# Instructions to follow
Return every line of the material below that contains the word "lever".

# Entries provided

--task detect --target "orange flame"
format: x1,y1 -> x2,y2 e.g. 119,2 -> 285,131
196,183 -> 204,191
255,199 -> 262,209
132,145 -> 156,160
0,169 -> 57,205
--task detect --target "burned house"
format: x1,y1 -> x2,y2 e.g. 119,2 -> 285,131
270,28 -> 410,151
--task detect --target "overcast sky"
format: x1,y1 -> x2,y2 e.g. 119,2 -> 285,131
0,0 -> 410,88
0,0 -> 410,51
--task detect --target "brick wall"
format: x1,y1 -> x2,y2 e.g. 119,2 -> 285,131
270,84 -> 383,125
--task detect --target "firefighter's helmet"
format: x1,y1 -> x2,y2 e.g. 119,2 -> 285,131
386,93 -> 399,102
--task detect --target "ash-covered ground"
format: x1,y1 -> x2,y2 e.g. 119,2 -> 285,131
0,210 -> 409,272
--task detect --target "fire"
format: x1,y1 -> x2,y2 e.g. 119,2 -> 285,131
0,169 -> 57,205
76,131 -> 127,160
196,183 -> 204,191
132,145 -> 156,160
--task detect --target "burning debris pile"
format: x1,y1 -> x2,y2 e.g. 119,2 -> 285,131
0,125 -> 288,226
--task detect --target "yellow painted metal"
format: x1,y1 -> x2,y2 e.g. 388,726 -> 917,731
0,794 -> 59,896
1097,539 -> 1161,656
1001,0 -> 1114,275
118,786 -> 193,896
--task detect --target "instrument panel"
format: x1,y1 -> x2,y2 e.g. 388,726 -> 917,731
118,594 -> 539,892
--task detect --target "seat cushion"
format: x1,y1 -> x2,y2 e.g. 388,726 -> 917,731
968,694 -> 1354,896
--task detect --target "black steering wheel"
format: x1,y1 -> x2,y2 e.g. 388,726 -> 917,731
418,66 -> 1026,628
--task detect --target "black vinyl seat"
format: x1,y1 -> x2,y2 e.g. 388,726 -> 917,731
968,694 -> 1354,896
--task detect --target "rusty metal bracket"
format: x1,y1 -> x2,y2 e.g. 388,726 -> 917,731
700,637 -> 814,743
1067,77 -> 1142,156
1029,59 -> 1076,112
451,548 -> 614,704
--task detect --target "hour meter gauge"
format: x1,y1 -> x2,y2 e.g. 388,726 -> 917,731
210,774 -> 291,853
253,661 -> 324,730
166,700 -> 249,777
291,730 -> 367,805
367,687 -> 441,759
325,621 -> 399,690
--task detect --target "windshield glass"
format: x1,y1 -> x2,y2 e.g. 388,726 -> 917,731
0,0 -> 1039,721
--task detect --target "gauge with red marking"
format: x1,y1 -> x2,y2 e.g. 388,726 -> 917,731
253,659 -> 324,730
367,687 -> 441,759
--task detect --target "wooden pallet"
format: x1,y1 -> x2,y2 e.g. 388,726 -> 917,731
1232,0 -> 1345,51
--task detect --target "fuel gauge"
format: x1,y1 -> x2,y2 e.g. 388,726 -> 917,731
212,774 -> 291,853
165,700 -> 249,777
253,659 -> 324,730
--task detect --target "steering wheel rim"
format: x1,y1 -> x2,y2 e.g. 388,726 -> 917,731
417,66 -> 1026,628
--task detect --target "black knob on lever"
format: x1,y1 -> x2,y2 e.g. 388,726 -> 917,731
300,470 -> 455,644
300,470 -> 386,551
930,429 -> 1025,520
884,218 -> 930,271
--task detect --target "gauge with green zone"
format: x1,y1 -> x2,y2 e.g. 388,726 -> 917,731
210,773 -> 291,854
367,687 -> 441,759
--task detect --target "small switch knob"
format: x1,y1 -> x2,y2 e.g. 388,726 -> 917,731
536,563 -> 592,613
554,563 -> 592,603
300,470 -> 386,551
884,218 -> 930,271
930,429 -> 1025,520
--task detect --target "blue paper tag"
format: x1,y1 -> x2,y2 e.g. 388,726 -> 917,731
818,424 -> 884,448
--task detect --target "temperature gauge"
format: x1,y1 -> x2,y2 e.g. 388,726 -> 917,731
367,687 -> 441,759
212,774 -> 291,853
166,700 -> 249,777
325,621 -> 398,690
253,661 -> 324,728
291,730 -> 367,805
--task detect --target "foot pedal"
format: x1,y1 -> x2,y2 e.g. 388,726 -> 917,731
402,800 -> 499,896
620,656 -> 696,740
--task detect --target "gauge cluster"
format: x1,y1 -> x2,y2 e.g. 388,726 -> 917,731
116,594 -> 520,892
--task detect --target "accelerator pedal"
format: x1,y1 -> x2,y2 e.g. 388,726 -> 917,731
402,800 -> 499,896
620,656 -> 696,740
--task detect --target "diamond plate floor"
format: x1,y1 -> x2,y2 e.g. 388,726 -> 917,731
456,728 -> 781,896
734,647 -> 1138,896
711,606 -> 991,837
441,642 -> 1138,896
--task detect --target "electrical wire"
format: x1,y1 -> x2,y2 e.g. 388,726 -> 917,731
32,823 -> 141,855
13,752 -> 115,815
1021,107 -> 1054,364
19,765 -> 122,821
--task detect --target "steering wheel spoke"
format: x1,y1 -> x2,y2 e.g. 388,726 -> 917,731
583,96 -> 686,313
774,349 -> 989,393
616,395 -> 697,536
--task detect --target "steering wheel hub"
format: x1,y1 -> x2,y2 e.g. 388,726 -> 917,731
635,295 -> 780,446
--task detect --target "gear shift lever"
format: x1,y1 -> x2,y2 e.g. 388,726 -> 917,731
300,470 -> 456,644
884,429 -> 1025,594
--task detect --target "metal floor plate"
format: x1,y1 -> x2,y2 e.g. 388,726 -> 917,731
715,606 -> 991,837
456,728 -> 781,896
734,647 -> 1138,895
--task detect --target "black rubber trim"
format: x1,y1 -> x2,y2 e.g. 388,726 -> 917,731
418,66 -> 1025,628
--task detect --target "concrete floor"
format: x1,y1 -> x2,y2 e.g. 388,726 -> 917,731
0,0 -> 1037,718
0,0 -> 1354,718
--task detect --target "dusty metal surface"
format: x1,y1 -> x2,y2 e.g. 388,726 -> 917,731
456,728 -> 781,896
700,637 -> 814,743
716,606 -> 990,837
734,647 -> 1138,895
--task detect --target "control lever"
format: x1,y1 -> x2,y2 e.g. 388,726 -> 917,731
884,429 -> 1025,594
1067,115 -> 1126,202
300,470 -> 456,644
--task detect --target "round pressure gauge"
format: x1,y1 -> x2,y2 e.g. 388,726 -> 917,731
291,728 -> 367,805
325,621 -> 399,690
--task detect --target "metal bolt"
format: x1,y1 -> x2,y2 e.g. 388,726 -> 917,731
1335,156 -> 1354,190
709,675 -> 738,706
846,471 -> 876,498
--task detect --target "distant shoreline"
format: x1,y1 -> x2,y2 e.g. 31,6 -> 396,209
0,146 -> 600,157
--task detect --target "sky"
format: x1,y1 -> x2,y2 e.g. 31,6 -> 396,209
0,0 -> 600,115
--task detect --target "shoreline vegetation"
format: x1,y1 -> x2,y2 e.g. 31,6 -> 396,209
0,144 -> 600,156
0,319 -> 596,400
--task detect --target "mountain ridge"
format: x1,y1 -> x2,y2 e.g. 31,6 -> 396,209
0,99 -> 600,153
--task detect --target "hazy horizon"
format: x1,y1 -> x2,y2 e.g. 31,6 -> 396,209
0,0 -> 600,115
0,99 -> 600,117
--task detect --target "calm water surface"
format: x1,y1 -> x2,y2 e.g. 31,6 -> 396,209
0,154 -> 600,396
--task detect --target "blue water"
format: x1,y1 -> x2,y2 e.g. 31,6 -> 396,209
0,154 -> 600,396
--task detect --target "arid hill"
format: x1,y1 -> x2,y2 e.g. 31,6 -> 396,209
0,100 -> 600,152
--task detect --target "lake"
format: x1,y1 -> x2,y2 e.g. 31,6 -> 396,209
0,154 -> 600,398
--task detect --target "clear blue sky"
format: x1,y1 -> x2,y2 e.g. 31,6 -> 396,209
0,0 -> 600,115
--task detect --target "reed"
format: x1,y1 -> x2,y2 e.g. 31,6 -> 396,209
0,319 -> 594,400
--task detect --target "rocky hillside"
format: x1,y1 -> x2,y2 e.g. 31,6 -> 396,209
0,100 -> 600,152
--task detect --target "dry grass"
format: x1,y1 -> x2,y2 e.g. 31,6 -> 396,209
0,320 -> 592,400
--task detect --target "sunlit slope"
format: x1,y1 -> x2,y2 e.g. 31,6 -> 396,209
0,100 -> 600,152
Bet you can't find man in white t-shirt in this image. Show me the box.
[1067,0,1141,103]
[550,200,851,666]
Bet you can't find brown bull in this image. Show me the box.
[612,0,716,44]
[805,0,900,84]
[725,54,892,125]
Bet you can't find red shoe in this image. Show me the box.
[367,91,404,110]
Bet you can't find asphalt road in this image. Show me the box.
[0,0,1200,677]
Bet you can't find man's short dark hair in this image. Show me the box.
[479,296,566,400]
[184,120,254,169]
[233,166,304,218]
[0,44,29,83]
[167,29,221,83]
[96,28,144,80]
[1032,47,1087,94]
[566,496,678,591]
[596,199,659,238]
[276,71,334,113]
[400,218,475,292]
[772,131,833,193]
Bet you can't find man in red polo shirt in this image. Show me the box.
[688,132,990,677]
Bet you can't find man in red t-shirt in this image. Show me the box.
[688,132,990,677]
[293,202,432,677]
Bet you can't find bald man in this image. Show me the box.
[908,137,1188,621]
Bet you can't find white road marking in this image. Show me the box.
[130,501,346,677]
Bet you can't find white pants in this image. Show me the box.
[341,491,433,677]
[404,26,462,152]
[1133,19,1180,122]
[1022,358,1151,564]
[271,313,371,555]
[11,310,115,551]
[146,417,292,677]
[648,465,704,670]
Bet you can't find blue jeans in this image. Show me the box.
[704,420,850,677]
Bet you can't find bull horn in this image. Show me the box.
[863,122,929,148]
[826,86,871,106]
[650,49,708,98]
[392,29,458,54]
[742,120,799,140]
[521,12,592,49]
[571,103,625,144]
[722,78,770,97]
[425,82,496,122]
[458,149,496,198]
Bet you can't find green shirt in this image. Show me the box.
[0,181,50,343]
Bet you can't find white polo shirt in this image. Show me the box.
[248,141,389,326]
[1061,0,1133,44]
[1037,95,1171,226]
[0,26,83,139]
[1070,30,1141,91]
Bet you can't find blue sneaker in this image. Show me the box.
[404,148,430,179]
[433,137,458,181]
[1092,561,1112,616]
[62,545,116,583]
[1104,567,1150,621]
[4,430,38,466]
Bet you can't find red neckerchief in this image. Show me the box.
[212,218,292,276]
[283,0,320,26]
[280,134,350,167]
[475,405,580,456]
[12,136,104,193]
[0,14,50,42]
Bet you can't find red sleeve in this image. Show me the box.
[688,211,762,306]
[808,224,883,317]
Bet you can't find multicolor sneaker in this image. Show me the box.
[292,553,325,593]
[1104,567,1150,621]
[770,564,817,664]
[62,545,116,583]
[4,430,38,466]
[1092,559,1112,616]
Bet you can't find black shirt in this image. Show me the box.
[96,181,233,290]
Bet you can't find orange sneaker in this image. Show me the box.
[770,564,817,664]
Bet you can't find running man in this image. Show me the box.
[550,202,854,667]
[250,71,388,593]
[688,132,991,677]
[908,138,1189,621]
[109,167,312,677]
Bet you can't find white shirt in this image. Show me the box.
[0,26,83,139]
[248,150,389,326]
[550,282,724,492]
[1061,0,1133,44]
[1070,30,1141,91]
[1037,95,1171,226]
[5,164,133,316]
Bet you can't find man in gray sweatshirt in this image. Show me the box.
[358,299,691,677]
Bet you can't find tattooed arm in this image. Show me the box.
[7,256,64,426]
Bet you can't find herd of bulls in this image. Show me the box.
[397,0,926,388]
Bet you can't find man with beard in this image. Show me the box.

# Worked answer
--task detect --target "black knob on lever"
--task detect --target "gear shift lever"
--task detect --target "control lever"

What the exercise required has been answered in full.